Records from a point labeling set –
++++++

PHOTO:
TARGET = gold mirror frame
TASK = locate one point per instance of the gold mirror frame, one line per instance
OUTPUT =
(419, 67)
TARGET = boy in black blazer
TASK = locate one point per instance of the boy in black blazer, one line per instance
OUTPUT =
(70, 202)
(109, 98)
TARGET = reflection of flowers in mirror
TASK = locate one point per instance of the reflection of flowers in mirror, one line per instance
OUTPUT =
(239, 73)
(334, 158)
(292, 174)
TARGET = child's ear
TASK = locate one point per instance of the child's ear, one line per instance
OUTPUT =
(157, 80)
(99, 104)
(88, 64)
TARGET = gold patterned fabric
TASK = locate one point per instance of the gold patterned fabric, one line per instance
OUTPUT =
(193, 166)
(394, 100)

++++++

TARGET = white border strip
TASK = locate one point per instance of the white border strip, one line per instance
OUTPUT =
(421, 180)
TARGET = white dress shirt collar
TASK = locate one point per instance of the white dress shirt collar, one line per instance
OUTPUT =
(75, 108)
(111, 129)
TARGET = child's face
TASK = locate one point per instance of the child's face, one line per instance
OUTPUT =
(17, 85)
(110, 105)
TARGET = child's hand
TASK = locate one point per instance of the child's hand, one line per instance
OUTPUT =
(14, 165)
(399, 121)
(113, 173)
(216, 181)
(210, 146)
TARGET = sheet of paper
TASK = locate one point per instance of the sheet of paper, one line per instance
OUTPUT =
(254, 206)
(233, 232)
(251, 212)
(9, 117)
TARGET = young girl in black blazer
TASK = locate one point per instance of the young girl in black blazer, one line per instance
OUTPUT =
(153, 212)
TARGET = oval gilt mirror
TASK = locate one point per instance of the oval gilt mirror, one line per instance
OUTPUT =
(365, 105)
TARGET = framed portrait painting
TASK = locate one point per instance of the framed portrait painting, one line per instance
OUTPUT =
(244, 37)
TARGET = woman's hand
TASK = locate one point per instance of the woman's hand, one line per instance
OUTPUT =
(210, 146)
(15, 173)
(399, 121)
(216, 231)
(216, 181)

++++++

SET PROBLEM –
Collect every line of the items above that contains the string "blazer", and copy each one in full.

EXERCISE ANSWER –
TARGET = boy in black blazer
TASK = locate one point per instance of the boy in black blazer, one line per instance
TARGET = young girl in black blazer
TASK = locate one point per instance of the young girl in black blazer, one line per instance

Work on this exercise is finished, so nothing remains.